*Input:*
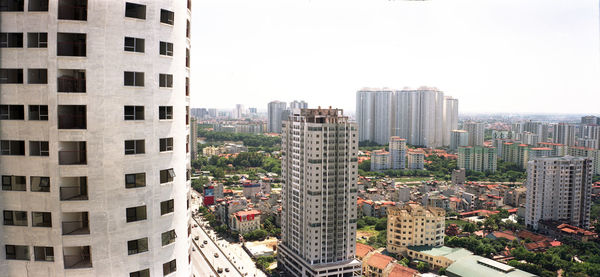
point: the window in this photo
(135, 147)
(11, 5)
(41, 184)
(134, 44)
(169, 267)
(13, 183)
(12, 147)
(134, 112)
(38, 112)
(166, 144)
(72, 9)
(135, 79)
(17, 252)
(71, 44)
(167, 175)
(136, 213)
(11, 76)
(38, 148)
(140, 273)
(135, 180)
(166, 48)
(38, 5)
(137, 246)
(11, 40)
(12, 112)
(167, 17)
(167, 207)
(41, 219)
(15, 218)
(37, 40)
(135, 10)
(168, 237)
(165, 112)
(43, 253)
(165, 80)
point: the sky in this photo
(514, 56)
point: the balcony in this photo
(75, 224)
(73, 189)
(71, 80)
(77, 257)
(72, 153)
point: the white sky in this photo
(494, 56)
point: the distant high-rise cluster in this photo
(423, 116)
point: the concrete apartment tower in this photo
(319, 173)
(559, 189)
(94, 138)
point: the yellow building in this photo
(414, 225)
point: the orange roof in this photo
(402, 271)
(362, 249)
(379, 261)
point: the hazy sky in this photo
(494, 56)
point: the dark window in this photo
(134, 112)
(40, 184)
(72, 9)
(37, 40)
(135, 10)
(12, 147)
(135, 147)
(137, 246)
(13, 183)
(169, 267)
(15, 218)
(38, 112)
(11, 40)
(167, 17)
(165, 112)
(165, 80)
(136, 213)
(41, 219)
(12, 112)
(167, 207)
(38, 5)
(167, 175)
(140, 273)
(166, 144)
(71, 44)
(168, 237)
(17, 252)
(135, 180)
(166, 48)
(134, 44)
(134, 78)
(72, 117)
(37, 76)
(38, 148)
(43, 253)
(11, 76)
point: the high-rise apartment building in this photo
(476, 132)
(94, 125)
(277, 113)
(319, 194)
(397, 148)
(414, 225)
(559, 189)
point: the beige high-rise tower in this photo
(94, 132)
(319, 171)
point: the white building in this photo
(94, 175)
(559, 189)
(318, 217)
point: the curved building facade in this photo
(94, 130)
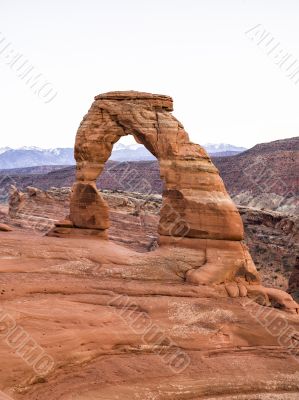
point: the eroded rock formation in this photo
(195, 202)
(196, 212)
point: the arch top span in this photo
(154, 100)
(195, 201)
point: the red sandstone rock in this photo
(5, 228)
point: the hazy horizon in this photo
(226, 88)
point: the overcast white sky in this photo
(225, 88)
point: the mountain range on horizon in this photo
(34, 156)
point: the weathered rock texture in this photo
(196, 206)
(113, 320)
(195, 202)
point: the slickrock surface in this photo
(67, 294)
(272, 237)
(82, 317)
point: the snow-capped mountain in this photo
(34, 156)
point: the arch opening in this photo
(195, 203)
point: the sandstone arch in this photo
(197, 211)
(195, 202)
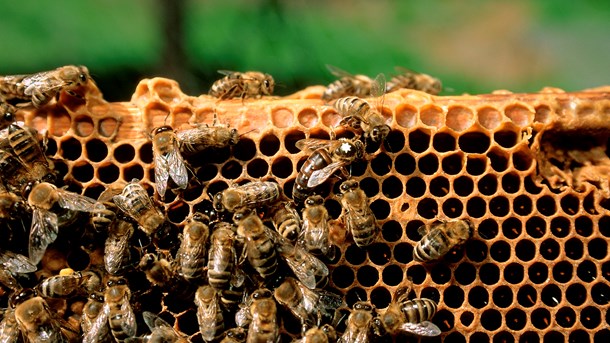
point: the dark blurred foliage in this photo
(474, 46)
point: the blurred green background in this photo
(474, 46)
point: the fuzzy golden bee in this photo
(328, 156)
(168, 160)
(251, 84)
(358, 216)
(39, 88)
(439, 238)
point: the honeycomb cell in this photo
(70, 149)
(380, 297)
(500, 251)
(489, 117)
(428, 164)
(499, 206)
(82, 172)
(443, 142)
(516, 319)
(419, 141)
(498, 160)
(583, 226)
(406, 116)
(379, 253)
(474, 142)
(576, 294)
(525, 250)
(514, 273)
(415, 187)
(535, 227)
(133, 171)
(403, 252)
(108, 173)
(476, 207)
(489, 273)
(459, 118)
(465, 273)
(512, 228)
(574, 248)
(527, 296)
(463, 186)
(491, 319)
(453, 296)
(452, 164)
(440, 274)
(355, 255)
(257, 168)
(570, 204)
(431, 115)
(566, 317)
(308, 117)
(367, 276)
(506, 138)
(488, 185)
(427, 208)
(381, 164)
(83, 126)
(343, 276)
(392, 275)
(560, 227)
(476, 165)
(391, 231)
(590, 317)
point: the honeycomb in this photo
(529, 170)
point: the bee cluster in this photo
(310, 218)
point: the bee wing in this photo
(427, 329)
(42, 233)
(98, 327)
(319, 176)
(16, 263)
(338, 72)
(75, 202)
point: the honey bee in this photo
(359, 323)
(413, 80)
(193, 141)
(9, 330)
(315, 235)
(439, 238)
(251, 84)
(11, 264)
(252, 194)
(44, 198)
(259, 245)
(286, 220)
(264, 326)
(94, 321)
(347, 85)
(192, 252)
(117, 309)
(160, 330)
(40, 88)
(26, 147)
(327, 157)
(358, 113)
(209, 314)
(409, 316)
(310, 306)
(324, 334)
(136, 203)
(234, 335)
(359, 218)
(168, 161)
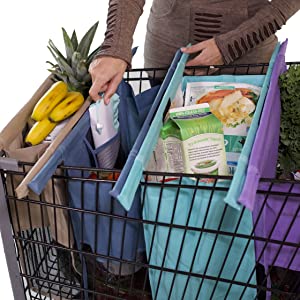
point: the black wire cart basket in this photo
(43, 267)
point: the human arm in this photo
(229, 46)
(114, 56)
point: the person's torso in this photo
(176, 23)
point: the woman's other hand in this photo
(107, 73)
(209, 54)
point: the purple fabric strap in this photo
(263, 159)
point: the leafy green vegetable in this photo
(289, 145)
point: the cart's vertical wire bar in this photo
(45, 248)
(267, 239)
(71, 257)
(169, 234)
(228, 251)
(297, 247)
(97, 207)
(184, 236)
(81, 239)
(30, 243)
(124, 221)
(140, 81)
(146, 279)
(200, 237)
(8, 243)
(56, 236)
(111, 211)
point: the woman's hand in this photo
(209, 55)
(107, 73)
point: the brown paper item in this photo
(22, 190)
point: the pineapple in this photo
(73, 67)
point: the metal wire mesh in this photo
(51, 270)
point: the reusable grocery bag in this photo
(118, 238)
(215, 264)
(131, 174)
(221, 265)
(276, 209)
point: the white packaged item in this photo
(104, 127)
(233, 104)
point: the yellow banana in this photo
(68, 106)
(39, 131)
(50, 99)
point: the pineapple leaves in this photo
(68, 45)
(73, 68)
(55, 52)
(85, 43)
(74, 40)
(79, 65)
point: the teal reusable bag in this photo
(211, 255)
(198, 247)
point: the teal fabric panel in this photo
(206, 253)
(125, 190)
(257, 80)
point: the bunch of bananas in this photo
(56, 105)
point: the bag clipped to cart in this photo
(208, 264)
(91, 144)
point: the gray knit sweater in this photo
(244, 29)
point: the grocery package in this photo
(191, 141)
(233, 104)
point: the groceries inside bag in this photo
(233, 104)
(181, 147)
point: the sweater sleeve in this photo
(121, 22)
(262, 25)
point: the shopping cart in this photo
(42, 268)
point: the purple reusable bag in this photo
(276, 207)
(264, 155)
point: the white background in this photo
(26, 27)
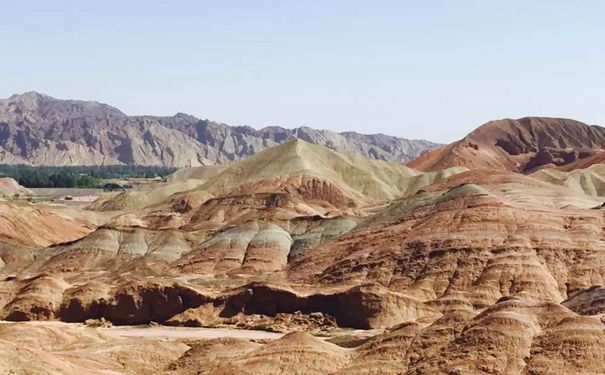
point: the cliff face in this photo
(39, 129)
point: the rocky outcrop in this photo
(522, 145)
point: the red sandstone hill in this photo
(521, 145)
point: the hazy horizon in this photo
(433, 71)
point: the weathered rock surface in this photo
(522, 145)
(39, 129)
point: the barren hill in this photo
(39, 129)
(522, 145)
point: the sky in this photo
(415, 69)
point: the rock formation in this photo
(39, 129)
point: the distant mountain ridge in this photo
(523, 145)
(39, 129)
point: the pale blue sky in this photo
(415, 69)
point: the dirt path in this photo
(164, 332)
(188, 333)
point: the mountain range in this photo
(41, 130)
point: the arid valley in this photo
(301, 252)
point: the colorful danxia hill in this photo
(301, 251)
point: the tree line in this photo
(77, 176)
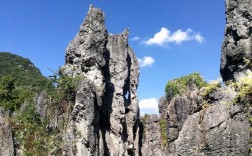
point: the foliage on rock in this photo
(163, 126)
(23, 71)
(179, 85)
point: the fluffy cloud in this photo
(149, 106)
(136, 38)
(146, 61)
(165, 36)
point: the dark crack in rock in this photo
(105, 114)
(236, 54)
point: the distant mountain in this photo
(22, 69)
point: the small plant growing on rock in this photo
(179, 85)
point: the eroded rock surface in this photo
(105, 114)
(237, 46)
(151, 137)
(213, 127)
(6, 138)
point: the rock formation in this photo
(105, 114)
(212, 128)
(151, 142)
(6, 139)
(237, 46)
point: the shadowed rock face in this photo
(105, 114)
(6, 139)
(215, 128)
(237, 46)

*Aim:* Please copy every item above word for word, leaving out the pictures.

*Answer for this exercise:*
point: the window in this photo
(135, 147)
(11, 5)
(41, 184)
(134, 44)
(169, 267)
(13, 183)
(12, 147)
(134, 112)
(38, 112)
(166, 144)
(72, 9)
(135, 79)
(17, 252)
(71, 44)
(167, 175)
(136, 213)
(11, 76)
(38, 148)
(140, 273)
(135, 180)
(166, 48)
(38, 5)
(137, 246)
(11, 40)
(12, 112)
(167, 17)
(167, 207)
(41, 219)
(15, 218)
(37, 40)
(135, 10)
(168, 237)
(165, 112)
(43, 253)
(165, 80)
point: the sky in this photo
(514, 56)
point: the balcony in this photo
(75, 224)
(73, 189)
(71, 80)
(77, 257)
(72, 153)
point: the white sky in this photo
(494, 56)
point: the distant high-rise cluster in this photo
(423, 116)
point: the concrete apartment tower in this photo
(319, 173)
(559, 189)
(94, 138)
point: the yellow building in this photo
(414, 225)
point: the orange roof in this photo
(402, 271)
(362, 249)
(379, 261)
point: the hazy sky in this photo
(494, 56)
point: the dark window in this photo
(134, 112)
(40, 184)
(72, 9)
(37, 40)
(135, 10)
(12, 147)
(135, 147)
(137, 246)
(13, 183)
(169, 267)
(15, 218)
(38, 112)
(11, 40)
(167, 17)
(165, 112)
(165, 80)
(136, 213)
(41, 219)
(12, 112)
(167, 207)
(38, 5)
(167, 175)
(140, 273)
(166, 144)
(71, 44)
(168, 237)
(17, 252)
(135, 180)
(166, 48)
(134, 44)
(134, 78)
(72, 117)
(37, 76)
(38, 148)
(43, 253)
(11, 76)
point: the high-rise apartment building in this photo
(476, 132)
(94, 125)
(277, 113)
(319, 194)
(397, 148)
(414, 225)
(559, 189)
point: the beige high-rise tower in this photo
(94, 132)
(319, 171)
point: the white building in this photo
(94, 175)
(559, 189)
(318, 217)
point: the curved building facade in this photo
(94, 130)
point: the eroded rock formation in this photo
(195, 202)
(196, 212)
point: the arch top span in this photo
(154, 100)
(195, 201)
point: the red sandstone rock in this photo
(5, 228)
point: the hazy horizon in this photo
(226, 88)
point: the overcast white sky in this photo
(225, 88)
point: the mountain range on horizon in this photo
(34, 156)
point: the weathered rock texture in this photo
(196, 206)
(113, 320)
(195, 202)
point: the slickrock surface in this photo
(67, 294)
(272, 237)
(82, 317)
point: the snow-capped mountain in this photo
(34, 156)
point: the arch opening in this photo
(195, 203)
point: the sandstone arch in this photo
(197, 211)
(195, 202)
point: the dark blurred foliage in this photo
(474, 46)
point: the blurred green background in this photo
(474, 46)
point: the fuzzy golden bee in this photo
(328, 156)
(168, 160)
(251, 84)
(358, 216)
(39, 88)
(439, 238)
point: the honeycomb cell in this photo
(70, 149)
(380, 297)
(500, 251)
(489, 117)
(428, 164)
(499, 206)
(82, 172)
(443, 142)
(516, 319)
(419, 141)
(498, 160)
(583, 226)
(406, 116)
(379, 253)
(474, 142)
(576, 294)
(525, 250)
(514, 273)
(415, 187)
(535, 227)
(133, 171)
(403, 252)
(108, 173)
(476, 207)
(489, 273)
(459, 118)
(465, 273)
(512, 228)
(574, 248)
(527, 296)
(463, 186)
(491, 319)
(453, 296)
(452, 164)
(440, 274)
(355, 255)
(257, 168)
(570, 204)
(431, 115)
(566, 317)
(308, 117)
(367, 276)
(506, 138)
(488, 185)
(427, 208)
(381, 164)
(83, 126)
(343, 276)
(392, 275)
(560, 227)
(476, 165)
(391, 231)
(590, 317)
point: the honeycomb in this photo
(529, 170)
point: the bee cluster in this photo
(310, 218)
point: the bee wing in this photo
(427, 329)
(42, 233)
(98, 327)
(319, 176)
(16, 263)
(338, 72)
(75, 202)
point: the honey bee in this photo
(359, 323)
(413, 80)
(193, 141)
(9, 330)
(315, 235)
(439, 238)
(251, 84)
(11, 264)
(252, 194)
(44, 198)
(259, 245)
(286, 220)
(264, 326)
(94, 321)
(347, 85)
(192, 252)
(117, 309)
(160, 330)
(40, 88)
(26, 147)
(327, 157)
(358, 113)
(209, 314)
(409, 316)
(310, 306)
(324, 334)
(136, 203)
(234, 335)
(359, 218)
(168, 161)
point: the black wire cart basket in this photo
(43, 267)
point: the human arm in this photo
(229, 46)
(114, 56)
point: the person's torso in this photo
(176, 23)
point: the woman's other hand in this photo
(107, 73)
(209, 54)
point: the purple fabric strap in this photo
(263, 159)
point: the leafy green vegetable in this photo
(289, 145)
point: the cart's vertical wire bar in this photo
(45, 248)
(267, 239)
(71, 257)
(169, 234)
(228, 251)
(297, 247)
(97, 207)
(184, 236)
(81, 239)
(30, 243)
(124, 221)
(140, 81)
(146, 279)
(200, 237)
(8, 243)
(56, 236)
(111, 211)
point: the woman's hand in this photo
(209, 55)
(107, 73)
point: the brown paper item in this photo
(22, 190)
point: the pineapple in this photo
(73, 67)
point: the metal wire mesh in this photo
(51, 270)
point: the reusable grocery bag in this photo
(118, 238)
(215, 264)
(131, 174)
(221, 265)
(276, 209)
point: the white packaged item in this photo
(104, 127)
(233, 104)
point: the yellow banana in this photo
(68, 106)
(39, 131)
(50, 99)
point: the pineapple leaves in this photo
(68, 45)
(73, 68)
(55, 52)
(85, 43)
(74, 40)
(79, 65)
point: the teal reusable bag in this photo
(211, 255)
(198, 247)
point: the teal fabric panel in this photo
(206, 253)
(125, 190)
(257, 80)
point: the bunch of bananas in this photo
(56, 105)
point: the bag clipped to cart in this photo
(208, 264)
(91, 144)
point: the gray knit sweater in this photo
(244, 29)
point: the grocery package in this photo
(191, 141)
(233, 104)
point: the groceries inside bag in this photo
(233, 104)
(181, 147)
point: the sweater sleeve in this photo
(121, 22)
(262, 25)
point: the shopping cart in this photo
(42, 268)
point: the purple reusable bag in this photo
(276, 207)
(264, 155)
point: the white background in this photo
(26, 27)
point: the cliff face in this photo
(39, 129)
point: the rocky outcrop in this photo
(522, 145)
point: the red sandstone hill in this photo
(521, 145)
point: the hazy horizon in this photo
(433, 71)
point: the weathered rock surface in this photo
(522, 145)
(39, 129)
point: the barren hill in this photo
(39, 129)
(522, 145)
point: the sky in this photo
(415, 69)
point: the rock formation in this photo
(39, 129)
point: the distant mountain ridge in this photo
(523, 145)
(39, 129)
point: the pale blue sky in this photo
(415, 69)
point: the dirt path in this photo
(164, 332)
(188, 333)
point: the mountain range in this photo
(41, 130)
point: the arid valley in this photo
(301, 252)
point: the colorful danxia hill in this photo
(301, 251)
point: the tree line in this photo
(77, 176)
point: the foliage on rock in this photo
(163, 126)
(23, 71)
(179, 85)
point: the fluffy cloud in this photo
(149, 106)
(136, 38)
(146, 61)
(165, 36)
point: the dark crack in rock in this photo
(105, 114)
(236, 54)
point: the distant mountain in this photo
(22, 69)
point: the small plant growing on rock in this photo
(179, 85)
point: the eroded rock surface in this photo
(105, 114)
(237, 46)
(151, 137)
(213, 127)
(6, 138)
point: the rock formation in this photo
(105, 114)
(212, 128)
(151, 142)
(6, 139)
(237, 46)
point: the shadowed rock face in this photo
(105, 114)
(6, 139)
(215, 128)
(237, 46)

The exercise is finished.